Point-per-instance localization data
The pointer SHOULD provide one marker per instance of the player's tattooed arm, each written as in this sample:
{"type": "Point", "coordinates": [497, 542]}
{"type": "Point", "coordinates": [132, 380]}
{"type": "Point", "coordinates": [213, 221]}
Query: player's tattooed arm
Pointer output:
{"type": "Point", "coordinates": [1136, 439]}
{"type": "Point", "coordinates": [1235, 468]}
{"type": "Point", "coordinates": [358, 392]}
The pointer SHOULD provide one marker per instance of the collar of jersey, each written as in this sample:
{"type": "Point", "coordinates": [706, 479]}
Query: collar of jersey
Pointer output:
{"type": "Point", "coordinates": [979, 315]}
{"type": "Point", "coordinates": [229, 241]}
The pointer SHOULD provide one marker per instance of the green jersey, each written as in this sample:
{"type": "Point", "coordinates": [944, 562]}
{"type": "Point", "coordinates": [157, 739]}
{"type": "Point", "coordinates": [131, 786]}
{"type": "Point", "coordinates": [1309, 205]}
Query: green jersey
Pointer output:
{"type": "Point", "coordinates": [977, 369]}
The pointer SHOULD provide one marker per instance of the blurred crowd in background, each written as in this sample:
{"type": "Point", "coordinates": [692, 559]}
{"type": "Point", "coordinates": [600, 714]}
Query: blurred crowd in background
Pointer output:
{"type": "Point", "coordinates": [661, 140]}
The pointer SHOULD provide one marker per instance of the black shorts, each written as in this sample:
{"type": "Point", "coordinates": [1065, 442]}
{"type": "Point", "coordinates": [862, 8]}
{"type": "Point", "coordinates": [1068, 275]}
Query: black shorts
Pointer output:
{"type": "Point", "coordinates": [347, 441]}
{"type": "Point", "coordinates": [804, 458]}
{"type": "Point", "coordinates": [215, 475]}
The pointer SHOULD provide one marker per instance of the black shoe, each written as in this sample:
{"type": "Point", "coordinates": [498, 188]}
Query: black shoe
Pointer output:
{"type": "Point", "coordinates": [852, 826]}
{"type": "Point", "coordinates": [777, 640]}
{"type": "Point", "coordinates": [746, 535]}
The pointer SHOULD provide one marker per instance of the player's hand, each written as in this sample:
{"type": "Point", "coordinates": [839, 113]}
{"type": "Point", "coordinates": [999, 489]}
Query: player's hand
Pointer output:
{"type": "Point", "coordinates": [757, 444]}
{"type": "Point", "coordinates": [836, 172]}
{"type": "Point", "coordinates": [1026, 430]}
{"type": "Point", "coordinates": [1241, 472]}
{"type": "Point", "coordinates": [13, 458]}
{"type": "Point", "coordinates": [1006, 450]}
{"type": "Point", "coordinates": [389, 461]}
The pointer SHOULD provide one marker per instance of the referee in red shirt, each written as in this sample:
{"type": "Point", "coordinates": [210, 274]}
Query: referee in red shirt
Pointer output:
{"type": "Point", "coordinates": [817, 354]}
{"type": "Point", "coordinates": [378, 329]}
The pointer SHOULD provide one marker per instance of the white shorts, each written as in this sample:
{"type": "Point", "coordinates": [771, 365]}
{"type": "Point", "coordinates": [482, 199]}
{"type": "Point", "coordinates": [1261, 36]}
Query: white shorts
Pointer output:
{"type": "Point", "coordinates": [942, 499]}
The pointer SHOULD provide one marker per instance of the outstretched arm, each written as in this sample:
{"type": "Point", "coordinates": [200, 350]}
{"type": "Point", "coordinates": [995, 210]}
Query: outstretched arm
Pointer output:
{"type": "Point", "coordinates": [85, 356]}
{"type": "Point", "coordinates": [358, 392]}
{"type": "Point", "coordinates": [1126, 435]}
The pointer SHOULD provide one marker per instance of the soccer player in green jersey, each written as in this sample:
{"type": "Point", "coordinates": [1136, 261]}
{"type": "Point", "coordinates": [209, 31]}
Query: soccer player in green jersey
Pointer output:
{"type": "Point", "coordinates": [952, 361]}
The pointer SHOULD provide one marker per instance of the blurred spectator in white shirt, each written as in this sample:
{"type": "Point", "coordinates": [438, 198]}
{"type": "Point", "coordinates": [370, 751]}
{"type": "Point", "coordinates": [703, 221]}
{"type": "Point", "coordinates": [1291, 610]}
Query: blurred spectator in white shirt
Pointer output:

-- Problem description --
Your answer must consist solely of the lines above between the line holding "Query: collar of jersey" and the line holding "black shorts, each", inclusive, copied exactly.

-- Task solution --
Query: collar of jersey
Pointer output:
{"type": "Point", "coordinates": [979, 315]}
{"type": "Point", "coordinates": [229, 241]}
The pointer SHOULD provide one marker per instance of the green jersey, each written as in this sample:
{"type": "Point", "coordinates": [944, 562]}
{"type": "Point", "coordinates": [157, 739]}
{"type": "Point", "coordinates": [131, 786]}
{"type": "Point", "coordinates": [1309, 205]}
Query: green jersey
Pointer output:
{"type": "Point", "coordinates": [977, 369]}
The pointer SHOULD provide one marker per instance of the blurred crowd in background, each written as in this sample:
{"type": "Point", "coordinates": [692, 559]}
{"type": "Point", "coordinates": [600, 714]}
Query: blurred crowd in background
Pointer output:
{"type": "Point", "coordinates": [661, 140]}
The pointer SHOULD provide one marker per instance of the black shorts, each written as in this sample:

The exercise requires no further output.